• Your instructions:
Return every line of the material that contains the string "beer". Case matters.

(Coordinate annotation entries)
------------------------------------------------------------------------
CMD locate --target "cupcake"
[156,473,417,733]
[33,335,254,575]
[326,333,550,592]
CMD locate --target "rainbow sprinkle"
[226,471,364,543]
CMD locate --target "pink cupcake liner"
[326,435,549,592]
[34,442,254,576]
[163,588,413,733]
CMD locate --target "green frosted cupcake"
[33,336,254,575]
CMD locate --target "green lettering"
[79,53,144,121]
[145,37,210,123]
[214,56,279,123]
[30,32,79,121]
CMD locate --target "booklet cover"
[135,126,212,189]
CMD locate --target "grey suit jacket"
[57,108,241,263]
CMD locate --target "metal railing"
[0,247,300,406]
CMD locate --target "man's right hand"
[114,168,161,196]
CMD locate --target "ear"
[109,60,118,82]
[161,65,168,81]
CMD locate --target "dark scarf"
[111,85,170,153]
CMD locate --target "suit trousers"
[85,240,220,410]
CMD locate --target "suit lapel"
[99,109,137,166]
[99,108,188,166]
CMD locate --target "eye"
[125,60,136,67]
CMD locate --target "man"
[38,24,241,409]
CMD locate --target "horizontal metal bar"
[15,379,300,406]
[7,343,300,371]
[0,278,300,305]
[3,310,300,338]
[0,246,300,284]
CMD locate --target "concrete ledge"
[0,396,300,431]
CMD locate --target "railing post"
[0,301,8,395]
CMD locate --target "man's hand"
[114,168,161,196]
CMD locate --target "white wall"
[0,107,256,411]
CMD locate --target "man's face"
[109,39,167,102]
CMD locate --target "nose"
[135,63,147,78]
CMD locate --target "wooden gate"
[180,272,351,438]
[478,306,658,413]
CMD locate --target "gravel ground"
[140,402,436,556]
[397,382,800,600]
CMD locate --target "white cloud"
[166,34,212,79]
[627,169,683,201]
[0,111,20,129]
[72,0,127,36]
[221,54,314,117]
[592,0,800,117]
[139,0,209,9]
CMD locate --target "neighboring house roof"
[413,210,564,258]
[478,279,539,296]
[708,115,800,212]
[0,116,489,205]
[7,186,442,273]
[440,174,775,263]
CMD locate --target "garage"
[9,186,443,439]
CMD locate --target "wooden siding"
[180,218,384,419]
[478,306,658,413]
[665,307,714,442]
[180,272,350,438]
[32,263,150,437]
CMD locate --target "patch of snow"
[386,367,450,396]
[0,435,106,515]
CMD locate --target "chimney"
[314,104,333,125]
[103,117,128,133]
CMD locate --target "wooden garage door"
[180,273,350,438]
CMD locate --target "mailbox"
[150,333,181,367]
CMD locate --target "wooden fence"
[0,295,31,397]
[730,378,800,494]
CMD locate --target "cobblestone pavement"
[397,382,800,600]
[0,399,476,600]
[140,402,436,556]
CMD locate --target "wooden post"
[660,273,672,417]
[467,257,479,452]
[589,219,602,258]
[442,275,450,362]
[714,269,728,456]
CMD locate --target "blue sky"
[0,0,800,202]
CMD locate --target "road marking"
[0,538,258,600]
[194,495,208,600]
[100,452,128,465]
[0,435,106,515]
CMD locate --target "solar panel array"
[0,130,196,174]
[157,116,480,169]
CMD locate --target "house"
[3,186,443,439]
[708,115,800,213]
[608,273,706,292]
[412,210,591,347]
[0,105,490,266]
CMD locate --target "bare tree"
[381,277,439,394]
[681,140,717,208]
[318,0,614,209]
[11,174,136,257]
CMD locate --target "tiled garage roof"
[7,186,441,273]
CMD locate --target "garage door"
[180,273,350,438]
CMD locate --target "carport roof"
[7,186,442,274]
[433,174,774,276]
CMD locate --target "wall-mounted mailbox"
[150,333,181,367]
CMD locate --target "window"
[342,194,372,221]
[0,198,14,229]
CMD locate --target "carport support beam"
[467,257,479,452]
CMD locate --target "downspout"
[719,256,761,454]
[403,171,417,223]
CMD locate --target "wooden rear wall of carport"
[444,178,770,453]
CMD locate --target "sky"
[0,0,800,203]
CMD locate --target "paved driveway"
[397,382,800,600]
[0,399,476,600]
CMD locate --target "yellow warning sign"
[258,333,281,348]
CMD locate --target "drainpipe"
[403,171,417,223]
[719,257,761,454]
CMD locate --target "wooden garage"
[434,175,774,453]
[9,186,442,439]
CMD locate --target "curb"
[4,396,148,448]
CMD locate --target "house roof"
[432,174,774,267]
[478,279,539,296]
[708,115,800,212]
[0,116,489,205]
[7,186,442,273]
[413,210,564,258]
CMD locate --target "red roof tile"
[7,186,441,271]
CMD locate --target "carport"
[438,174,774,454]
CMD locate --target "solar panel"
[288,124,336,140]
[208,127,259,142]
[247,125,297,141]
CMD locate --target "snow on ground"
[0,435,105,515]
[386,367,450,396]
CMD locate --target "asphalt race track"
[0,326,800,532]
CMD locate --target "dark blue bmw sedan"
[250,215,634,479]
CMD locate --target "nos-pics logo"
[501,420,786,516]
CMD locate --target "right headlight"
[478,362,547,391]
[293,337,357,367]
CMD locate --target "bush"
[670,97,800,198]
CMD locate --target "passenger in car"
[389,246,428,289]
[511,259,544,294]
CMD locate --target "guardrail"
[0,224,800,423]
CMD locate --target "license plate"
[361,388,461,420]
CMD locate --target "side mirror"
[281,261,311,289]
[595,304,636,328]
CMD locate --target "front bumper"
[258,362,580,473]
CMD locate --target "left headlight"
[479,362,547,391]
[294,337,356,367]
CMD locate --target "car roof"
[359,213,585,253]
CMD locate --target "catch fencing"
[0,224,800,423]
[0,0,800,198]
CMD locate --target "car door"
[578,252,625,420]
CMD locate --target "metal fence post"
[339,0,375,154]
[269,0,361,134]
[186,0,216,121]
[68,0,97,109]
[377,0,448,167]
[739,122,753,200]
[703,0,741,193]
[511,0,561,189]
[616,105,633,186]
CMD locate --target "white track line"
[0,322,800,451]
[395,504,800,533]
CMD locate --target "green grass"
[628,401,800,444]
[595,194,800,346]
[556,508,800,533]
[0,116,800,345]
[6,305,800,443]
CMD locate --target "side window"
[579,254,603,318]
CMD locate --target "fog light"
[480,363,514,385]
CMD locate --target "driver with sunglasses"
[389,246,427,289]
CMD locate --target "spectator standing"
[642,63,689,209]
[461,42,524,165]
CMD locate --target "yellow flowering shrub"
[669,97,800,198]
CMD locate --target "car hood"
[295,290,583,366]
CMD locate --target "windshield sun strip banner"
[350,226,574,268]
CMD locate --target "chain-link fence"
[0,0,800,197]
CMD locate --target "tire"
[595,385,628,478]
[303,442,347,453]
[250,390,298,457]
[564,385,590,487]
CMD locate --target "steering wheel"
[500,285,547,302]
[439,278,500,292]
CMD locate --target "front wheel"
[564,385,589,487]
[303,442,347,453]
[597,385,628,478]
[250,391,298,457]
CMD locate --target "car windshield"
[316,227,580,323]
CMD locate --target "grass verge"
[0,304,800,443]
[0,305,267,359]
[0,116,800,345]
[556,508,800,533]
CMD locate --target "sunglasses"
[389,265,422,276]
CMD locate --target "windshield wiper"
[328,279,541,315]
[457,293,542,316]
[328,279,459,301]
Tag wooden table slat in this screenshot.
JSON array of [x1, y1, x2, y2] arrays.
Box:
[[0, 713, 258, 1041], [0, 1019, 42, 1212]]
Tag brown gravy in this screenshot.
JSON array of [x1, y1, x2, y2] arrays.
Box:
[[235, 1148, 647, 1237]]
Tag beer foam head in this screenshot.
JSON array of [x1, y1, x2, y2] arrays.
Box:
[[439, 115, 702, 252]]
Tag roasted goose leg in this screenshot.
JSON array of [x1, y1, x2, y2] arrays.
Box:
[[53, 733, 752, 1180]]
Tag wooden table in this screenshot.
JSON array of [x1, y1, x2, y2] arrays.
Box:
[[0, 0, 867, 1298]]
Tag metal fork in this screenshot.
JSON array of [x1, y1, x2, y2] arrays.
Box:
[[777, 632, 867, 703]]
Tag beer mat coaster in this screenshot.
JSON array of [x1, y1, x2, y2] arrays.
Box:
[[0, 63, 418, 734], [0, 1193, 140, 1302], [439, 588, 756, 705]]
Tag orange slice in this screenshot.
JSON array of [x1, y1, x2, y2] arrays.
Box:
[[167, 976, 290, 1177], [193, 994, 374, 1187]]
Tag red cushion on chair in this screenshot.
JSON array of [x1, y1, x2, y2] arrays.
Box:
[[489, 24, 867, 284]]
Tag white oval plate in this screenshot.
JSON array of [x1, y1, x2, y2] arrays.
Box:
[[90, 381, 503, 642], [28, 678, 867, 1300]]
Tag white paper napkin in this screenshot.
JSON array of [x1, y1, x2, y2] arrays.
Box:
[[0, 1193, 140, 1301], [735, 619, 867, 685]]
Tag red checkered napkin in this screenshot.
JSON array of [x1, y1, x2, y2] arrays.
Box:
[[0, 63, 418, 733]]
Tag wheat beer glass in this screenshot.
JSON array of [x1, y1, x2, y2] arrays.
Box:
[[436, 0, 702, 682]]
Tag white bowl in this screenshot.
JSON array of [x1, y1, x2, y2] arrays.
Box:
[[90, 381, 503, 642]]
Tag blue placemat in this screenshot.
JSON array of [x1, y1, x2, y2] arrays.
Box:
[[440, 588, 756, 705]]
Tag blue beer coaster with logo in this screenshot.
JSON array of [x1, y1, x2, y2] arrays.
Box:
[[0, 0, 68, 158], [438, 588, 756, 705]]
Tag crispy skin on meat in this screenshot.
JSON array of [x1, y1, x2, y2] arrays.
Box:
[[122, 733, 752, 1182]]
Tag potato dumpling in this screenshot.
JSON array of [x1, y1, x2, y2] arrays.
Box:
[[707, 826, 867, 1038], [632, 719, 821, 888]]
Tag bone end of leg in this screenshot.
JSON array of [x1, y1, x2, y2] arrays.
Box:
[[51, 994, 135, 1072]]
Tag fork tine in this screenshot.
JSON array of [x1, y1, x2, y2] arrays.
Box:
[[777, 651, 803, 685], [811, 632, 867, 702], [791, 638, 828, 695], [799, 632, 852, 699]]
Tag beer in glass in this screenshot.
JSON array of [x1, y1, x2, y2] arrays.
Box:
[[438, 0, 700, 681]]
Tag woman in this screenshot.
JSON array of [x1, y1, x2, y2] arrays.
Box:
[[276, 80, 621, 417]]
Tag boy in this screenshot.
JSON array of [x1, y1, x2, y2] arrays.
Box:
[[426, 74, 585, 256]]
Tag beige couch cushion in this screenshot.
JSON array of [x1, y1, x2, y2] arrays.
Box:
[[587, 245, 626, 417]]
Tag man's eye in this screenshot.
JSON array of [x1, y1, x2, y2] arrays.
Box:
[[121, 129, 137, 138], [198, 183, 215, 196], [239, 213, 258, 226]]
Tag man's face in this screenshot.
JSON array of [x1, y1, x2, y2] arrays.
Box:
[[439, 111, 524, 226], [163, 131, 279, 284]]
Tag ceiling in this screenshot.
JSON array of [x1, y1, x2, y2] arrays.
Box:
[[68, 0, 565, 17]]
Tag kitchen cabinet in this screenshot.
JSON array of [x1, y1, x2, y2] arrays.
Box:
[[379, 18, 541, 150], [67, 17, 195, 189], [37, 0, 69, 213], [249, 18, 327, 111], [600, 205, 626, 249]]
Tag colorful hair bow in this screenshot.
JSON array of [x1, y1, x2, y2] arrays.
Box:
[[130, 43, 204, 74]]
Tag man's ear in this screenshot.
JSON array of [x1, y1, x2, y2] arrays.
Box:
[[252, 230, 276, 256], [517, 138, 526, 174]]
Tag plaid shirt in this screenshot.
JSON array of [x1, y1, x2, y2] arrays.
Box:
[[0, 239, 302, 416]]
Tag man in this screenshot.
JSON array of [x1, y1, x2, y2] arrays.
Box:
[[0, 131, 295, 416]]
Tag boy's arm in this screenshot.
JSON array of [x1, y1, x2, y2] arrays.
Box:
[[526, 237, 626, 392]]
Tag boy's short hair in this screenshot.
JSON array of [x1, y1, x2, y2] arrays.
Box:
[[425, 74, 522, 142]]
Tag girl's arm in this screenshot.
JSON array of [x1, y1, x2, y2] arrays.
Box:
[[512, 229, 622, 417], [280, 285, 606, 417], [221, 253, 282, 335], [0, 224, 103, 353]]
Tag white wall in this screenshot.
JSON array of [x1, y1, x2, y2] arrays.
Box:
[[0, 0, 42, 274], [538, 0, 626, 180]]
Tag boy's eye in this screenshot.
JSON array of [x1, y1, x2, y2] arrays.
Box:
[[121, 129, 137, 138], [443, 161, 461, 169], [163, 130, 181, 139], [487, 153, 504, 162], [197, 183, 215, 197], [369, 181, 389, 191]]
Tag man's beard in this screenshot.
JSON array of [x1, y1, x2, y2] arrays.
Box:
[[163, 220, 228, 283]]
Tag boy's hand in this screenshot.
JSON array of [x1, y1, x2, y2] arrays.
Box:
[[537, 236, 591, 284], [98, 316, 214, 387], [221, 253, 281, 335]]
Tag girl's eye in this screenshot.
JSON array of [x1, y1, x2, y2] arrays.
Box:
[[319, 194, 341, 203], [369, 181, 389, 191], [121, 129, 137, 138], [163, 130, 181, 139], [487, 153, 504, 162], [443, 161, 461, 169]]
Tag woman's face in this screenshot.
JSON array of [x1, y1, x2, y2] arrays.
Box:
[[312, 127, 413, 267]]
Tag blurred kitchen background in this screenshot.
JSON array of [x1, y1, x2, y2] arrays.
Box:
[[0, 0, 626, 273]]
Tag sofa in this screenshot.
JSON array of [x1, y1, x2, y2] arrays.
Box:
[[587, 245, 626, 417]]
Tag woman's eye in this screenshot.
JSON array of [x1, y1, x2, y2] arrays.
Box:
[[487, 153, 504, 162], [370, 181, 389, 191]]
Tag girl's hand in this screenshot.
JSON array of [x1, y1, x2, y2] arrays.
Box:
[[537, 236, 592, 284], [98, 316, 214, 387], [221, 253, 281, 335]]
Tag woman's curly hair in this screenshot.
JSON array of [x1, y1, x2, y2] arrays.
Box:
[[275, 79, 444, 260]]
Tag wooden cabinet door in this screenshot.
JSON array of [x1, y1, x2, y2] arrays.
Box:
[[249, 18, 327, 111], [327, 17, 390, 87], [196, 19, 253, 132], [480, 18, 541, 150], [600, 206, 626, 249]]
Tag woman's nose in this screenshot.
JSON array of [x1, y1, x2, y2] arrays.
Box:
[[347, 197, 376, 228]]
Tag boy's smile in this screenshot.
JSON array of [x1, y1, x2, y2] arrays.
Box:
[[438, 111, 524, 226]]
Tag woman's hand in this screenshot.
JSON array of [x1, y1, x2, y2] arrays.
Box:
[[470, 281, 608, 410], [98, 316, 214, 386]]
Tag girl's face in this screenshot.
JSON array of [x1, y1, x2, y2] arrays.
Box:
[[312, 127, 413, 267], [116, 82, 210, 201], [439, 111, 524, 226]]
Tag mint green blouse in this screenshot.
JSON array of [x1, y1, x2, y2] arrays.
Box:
------------------------------------------------------------------------
• Reply to the exercise:
Tag beer foam head in this screenshot.
Tag beer mat coaster in this screenshot.
Tag wheat beer glass in this screenshot.
Tag blue beer coaster with logo in this screenshot.
Tag beer in glass in this screenshot.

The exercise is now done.